WRITTEN EXERCISE:
Rewrite every line of the records from the one containing "Objective: provide one point per instance of the tree trunk." through the end, keeping each line as it is except for the point coordinates in the answers, which should each be offset by adding 113.

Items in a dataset
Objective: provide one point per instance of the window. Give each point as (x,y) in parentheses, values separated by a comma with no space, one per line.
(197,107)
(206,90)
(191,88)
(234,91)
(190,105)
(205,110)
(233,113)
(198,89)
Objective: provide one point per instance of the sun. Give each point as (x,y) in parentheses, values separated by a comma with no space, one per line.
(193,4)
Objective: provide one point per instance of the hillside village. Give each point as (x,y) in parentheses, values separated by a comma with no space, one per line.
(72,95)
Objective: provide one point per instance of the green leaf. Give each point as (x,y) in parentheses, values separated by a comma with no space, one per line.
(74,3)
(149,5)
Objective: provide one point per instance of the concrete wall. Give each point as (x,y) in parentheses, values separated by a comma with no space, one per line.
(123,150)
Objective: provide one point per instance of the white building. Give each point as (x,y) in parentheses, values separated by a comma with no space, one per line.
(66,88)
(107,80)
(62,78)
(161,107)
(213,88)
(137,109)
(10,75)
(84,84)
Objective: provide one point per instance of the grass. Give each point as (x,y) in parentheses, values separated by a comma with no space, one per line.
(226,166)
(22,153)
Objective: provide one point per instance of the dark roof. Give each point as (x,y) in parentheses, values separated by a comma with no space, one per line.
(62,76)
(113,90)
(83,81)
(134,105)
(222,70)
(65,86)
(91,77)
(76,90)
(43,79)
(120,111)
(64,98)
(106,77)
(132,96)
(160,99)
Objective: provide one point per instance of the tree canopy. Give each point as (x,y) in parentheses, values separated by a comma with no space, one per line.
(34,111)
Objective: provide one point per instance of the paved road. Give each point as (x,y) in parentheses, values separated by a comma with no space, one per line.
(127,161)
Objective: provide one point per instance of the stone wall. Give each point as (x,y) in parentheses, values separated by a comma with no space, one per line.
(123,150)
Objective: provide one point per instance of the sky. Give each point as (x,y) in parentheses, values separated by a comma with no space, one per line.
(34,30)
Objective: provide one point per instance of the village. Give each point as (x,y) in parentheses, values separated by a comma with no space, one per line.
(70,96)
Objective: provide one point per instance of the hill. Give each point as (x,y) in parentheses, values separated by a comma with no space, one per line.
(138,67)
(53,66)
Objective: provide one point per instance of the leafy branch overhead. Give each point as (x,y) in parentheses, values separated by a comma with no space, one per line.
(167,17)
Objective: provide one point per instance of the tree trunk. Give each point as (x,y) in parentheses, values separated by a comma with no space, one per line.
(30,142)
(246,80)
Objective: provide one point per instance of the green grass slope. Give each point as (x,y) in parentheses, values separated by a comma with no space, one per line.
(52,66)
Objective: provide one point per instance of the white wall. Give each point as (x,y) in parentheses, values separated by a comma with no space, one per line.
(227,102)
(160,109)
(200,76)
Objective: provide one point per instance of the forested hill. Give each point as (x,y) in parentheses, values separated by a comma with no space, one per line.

COMPLETE RESPONSE:
Objective: provide one point per instance of the tree trunk. Give each point as (x,y) in parentheses, values separated by a comma with no space, one per line.
(143,255)
(359,193)
Objective: provide one point per instance of the green grass slope. Give each point as (x,y) in parentheses, values separated by a comma with no space, one per line.
(165,179)
Objective: provide one point per instance of the white wall. Give each point as (x,y) in parentheses, values separated by a comma with no space, one per line.
(340,215)
(273,222)
(313,189)
Objective: provide one point per instance of the forested hill. Give each point as (x,y) in parentheses, values separated by a comma with no space, one per line.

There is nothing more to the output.